Material supplied:
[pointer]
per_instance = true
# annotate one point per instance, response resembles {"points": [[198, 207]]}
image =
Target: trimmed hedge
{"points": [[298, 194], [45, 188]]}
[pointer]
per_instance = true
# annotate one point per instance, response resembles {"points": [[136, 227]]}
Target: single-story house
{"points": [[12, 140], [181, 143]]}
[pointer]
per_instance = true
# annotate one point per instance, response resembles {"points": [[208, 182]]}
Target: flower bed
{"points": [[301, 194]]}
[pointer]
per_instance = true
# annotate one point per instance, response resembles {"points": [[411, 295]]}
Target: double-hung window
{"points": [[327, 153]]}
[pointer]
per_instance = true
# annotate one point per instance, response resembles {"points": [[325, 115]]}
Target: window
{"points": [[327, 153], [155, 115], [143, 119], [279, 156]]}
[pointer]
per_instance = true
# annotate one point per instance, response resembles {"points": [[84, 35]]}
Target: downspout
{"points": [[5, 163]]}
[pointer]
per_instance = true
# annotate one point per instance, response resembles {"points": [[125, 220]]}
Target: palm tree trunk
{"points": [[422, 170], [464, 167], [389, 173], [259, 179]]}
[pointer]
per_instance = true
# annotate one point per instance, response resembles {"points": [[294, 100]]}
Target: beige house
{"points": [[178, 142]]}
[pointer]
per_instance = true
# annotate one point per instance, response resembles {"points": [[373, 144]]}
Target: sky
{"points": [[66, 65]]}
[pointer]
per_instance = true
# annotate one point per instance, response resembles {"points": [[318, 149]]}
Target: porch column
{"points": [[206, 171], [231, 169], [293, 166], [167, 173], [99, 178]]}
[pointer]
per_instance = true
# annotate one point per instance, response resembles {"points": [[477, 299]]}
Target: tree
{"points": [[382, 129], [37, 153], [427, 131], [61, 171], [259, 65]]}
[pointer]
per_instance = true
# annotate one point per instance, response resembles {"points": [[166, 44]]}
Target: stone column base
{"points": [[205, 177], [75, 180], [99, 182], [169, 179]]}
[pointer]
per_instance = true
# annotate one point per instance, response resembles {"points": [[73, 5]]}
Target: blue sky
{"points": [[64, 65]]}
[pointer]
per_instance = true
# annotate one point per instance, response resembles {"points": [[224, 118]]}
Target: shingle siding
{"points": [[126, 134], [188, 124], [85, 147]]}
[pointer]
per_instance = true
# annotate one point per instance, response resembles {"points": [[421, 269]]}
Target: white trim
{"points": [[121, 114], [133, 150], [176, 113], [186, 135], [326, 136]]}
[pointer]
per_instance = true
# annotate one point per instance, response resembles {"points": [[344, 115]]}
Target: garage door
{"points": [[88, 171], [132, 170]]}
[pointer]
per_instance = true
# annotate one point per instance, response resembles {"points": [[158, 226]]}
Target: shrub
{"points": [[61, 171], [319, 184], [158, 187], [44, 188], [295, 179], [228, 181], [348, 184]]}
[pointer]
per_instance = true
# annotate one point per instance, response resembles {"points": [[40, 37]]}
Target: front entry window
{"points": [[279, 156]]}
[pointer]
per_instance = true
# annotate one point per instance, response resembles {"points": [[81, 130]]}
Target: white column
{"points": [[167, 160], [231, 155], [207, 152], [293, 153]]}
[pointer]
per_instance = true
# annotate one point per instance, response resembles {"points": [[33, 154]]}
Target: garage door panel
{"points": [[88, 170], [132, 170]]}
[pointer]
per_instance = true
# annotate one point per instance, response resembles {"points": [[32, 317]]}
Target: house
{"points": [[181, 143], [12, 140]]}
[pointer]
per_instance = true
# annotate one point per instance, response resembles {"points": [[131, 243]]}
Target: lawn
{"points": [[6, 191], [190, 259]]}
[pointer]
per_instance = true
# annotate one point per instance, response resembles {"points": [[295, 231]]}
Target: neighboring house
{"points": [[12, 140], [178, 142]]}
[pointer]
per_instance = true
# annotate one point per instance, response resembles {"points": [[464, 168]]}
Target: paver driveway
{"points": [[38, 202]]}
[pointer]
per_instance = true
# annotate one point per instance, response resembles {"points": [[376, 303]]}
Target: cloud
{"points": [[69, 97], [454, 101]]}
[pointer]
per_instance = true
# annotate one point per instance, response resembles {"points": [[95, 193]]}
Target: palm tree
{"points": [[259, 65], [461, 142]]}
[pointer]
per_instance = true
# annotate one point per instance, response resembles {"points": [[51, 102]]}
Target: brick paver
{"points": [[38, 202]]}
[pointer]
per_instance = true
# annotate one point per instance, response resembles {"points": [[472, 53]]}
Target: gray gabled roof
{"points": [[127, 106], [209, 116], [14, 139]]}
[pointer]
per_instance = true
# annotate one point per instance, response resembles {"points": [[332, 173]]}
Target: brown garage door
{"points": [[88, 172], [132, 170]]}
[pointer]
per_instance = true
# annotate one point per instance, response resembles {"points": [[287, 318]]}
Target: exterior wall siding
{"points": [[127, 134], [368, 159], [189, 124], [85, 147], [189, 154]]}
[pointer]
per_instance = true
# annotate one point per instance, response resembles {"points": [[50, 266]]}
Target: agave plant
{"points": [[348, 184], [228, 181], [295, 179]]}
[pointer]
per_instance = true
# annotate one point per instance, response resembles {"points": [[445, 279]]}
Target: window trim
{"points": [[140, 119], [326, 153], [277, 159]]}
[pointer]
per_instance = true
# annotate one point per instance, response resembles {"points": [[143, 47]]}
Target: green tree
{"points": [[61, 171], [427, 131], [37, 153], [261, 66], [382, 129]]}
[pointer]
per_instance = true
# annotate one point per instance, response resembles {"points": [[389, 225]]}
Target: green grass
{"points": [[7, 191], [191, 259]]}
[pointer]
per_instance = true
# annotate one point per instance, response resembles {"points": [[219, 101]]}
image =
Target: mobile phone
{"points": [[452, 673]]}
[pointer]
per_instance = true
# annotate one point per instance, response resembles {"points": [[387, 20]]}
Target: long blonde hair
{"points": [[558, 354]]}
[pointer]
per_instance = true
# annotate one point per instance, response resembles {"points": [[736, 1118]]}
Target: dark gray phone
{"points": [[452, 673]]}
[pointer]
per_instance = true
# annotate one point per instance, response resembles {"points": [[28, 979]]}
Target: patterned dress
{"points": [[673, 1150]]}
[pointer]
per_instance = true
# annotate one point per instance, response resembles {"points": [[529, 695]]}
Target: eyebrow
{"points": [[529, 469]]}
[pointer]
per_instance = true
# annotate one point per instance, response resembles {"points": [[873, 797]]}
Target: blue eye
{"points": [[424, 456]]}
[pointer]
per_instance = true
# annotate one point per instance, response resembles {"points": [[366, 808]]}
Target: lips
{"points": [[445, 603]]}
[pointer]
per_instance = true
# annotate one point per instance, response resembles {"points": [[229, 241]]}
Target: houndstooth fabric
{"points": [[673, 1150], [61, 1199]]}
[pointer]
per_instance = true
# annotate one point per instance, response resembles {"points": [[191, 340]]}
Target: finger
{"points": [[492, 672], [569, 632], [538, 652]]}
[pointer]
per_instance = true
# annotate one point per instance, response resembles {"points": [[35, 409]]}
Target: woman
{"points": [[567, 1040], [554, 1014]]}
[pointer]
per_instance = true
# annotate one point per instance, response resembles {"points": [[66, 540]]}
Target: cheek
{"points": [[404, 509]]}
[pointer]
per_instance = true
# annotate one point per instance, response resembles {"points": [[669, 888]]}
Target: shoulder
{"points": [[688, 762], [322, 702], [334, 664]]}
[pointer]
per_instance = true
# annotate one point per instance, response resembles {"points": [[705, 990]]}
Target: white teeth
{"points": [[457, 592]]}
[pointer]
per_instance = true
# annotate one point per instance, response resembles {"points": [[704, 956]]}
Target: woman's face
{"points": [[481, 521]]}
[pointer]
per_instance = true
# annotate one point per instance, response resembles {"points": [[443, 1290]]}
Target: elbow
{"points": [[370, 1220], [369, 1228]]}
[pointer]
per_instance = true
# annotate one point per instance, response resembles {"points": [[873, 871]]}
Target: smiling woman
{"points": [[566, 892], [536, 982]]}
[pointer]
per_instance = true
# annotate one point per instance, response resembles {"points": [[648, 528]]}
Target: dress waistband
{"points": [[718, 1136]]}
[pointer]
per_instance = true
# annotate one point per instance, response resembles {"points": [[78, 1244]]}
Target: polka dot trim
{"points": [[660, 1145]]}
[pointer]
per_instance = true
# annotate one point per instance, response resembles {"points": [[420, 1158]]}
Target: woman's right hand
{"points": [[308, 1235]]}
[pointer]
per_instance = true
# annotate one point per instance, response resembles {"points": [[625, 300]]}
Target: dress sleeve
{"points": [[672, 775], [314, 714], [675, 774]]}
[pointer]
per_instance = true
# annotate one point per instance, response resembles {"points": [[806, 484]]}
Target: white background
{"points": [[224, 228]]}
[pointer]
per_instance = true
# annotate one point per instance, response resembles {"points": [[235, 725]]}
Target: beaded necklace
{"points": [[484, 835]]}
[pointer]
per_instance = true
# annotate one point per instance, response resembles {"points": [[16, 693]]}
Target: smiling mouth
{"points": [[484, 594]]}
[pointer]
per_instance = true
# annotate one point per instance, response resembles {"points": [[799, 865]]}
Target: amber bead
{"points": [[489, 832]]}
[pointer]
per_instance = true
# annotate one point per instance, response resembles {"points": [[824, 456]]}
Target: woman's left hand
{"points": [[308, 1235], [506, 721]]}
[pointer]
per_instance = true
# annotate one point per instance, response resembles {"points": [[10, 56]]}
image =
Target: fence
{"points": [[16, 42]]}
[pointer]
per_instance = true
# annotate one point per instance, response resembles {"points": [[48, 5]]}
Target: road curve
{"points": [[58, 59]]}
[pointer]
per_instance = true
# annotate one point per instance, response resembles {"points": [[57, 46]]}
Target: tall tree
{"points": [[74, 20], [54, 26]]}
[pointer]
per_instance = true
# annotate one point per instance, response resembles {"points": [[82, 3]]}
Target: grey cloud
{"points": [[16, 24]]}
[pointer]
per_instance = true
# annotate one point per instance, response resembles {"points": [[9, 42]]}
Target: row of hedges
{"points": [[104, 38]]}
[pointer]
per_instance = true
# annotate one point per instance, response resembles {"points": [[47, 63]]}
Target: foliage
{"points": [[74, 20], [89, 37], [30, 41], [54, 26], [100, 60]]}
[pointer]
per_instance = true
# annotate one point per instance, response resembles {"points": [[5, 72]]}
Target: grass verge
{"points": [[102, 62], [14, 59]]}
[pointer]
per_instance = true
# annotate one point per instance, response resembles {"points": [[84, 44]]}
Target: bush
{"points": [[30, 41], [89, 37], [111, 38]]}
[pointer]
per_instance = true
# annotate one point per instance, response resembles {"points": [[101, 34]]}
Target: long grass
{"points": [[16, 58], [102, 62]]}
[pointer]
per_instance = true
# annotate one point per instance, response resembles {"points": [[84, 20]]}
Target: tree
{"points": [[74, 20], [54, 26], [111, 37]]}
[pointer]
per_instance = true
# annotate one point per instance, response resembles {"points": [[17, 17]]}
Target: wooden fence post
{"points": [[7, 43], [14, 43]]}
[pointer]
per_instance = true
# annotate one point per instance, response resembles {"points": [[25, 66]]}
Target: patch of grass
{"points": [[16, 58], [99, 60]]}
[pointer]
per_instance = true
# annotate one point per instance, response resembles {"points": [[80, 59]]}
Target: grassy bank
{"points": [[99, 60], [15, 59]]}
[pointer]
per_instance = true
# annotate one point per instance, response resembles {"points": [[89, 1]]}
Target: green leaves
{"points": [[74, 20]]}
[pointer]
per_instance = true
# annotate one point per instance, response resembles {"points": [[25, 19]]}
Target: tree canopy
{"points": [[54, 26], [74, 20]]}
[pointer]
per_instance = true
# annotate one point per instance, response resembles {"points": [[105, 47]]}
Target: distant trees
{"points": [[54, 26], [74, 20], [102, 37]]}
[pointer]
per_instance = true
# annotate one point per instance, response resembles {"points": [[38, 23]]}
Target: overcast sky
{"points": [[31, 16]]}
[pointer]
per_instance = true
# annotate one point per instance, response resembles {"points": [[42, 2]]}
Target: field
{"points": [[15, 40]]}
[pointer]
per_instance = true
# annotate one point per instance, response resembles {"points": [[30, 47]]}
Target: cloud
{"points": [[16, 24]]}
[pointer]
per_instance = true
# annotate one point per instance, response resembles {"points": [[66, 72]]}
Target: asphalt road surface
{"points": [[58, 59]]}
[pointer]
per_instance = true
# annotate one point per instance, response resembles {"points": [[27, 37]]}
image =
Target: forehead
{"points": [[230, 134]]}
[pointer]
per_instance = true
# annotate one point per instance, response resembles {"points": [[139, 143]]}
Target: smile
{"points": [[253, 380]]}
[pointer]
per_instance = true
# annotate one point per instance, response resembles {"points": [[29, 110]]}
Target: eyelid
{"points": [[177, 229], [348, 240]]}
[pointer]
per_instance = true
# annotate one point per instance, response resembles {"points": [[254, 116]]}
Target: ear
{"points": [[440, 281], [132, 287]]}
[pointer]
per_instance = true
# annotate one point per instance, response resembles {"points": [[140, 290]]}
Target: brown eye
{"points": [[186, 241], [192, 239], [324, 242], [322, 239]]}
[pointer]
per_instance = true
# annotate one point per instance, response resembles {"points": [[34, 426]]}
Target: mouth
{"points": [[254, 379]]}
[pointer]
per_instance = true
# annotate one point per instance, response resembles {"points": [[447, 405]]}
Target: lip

The task: Return every line above that contains the word "fence", copied unchanged. Case counts.

Task result:
Target: fence
Target: wooden fence post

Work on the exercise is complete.